(Stored data)
#####
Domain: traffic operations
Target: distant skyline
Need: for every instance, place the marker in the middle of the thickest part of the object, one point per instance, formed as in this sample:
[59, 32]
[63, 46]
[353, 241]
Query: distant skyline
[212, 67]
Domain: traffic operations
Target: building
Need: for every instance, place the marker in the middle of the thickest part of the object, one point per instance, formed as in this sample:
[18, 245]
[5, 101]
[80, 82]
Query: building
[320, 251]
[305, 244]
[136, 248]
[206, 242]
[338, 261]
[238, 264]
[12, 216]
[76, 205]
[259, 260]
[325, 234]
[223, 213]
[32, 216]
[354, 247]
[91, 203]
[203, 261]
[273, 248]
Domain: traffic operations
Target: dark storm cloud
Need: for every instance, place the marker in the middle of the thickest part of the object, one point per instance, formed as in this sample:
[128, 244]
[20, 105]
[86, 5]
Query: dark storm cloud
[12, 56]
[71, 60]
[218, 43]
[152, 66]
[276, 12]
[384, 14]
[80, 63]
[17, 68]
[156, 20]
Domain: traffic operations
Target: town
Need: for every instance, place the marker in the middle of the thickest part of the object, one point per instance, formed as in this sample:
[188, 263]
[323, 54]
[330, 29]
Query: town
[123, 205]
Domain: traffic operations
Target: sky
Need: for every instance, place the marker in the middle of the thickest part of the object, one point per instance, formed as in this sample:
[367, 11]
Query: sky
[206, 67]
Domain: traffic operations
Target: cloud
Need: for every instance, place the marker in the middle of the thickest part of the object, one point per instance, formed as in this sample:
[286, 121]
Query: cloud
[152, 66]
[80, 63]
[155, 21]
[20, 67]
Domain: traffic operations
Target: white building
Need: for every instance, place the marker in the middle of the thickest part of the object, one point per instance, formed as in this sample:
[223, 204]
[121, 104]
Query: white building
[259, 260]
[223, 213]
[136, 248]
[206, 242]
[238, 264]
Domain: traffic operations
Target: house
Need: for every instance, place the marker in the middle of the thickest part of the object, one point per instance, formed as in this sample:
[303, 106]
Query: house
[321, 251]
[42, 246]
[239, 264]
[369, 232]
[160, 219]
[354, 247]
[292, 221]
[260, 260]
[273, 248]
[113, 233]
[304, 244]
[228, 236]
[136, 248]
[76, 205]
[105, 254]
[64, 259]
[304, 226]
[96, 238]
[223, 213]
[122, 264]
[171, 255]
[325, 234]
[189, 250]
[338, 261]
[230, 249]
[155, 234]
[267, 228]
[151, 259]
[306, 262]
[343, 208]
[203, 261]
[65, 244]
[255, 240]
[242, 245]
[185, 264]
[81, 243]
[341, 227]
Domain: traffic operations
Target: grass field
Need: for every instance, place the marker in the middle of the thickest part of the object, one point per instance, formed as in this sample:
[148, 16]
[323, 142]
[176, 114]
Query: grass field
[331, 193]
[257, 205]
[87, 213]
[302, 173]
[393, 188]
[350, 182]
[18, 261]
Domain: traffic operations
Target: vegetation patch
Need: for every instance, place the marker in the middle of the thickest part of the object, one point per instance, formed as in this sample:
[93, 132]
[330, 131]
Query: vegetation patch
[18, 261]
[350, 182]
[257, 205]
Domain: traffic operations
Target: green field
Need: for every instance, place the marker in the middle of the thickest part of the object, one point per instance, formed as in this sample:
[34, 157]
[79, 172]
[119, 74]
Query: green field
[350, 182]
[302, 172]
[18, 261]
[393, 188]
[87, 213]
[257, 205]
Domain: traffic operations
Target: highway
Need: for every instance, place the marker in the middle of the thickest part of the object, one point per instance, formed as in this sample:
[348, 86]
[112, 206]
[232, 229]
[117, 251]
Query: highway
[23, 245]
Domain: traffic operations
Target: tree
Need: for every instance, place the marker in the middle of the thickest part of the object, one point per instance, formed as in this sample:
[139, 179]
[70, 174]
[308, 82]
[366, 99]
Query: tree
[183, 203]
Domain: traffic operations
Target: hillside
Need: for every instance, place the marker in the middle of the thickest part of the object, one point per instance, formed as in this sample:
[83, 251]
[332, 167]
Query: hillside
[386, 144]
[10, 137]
#####
WHAT THE TASK REQUIRES: Nothing but an exact transcription of the records is expected.

FINISHED TASK:
Domain: traffic operations
Target: distant skyline
Need: for every instance, place the marker in the middle of the thickest part of the object, one point per instance, formed as in this sample:
[59, 32]
[63, 46]
[353, 241]
Query: distant skyline
[212, 67]
Domain: traffic operations
Target: building
Need: for every instance, place the marker in the middle of the thickest part of the object, one point per instance, formed as in this sample:
[18, 245]
[5, 101]
[80, 82]
Query: building
[320, 251]
[305, 244]
[136, 248]
[206, 242]
[338, 261]
[238, 264]
[12, 216]
[76, 205]
[259, 260]
[325, 234]
[223, 213]
[32, 216]
[354, 247]
[91, 203]
[203, 261]
[273, 248]
Domain: traffic operations
Target: dark storm cloud
Need: for every instance, place the marker in the middle of the thickest part of the object, one point per instance, formed as in this sample:
[128, 244]
[20, 105]
[86, 5]
Query: dark storm cloud
[12, 56]
[71, 60]
[218, 43]
[152, 66]
[276, 12]
[384, 14]
[80, 63]
[17, 68]
[156, 20]
Domain: traffic operations
Target: town
Need: for every instance, place the marker in the middle of the thickest part of the object, one point per instance, formed as in this sample:
[188, 263]
[323, 54]
[330, 29]
Query: town
[123, 205]
Domain: traffic operations
Target: sky
Need: for every instance, place the marker in the middle of the thickest part of the object, one point per instance, formed as in this sample:
[367, 11]
Query: sky
[206, 67]
Domain: traffic operations
Target: cloud
Need: for every instance, place the marker in the middle of the thickest part of the object, one point per instance, formed as in this sample:
[286, 121]
Query: cloud
[152, 66]
[80, 63]
[155, 21]
[20, 67]
Domain: traffic operations
Target: white building
Need: for every instance, place the marker in the middle of the thickest part of the object, one point per instance, formed as in this sample:
[223, 204]
[121, 104]
Query: white building
[259, 260]
[223, 213]
[136, 248]
[206, 242]
[238, 264]
Domain: traffic operations
Target: house
Need: for every instance, place the marker in the middle of the thickest part of the object, one point per instance, formed as in this sample:
[303, 106]
Query: house
[321, 251]
[42, 246]
[239, 264]
[369, 232]
[160, 219]
[354, 247]
[292, 221]
[260, 260]
[273, 248]
[113, 233]
[304, 244]
[228, 236]
[136, 248]
[76, 205]
[105, 254]
[64, 259]
[304, 226]
[96, 238]
[223, 213]
[122, 264]
[171, 255]
[325, 234]
[189, 250]
[338, 261]
[230, 249]
[155, 234]
[267, 228]
[151, 259]
[306, 262]
[343, 208]
[203, 261]
[65, 244]
[255, 240]
[242, 245]
[185, 264]
[81, 243]
[341, 227]
Domain: traffic operations
Target: grass field
Need: for every instance, place the marker in the middle of the thickest part of the object, one point per instance, formed as in this sample:
[148, 16]
[323, 142]
[176, 114]
Query: grass field
[331, 193]
[257, 205]
[87, 213]
[302, 173]
[393, 188]
[350, 182]
[18, 261]
Domain: traffic operations
Target: vegetation patch
Need: for every instance, place the marker in the middle of the thickest part of the object, one point per instance, formed as in this sample:
[93, 132]
[330, 131]
Query: vegetation patch
[18, 261]
[350, 182]
[257, 205]
Domain: traffic operations
Target: green field
Need: for every instance, place the marker in the middle of the thickest part of the object, one point per instance, formed as in this sample:
[34, 157]
[79, 172]
[119, 74]
Query: green field
[350, 182]
[302, 172]
[18, 261]
[393, 188]
[87, 213]
[257, 205]
Domain: traffic operations
Target: highway
Need: for every instance, place the marker in the middle of the thickest part of the object, one point per instance, formed as in this sample:
[348, 86]
[112, 206]
[232, 229]
[117, 251]
Query: highway
[23, 245]
Domain: traffic operations
Target: tree
Need: for every instance, place the marker in the middle of the thickest part of the object, one point per instance, formed as in this sample:
[139, 179]
[70, 174]
[308, 82]
[366, 99]
Query: tree
[183, 203]
Domain: traffic operations
Target: hillside
Need: for every instance, place the marker in the middle of the thickest part of the object, one point per instance, formed as in this sample:
[83, 251]
[332, 167]
Query: hillside
[386, 144]
[10, 137]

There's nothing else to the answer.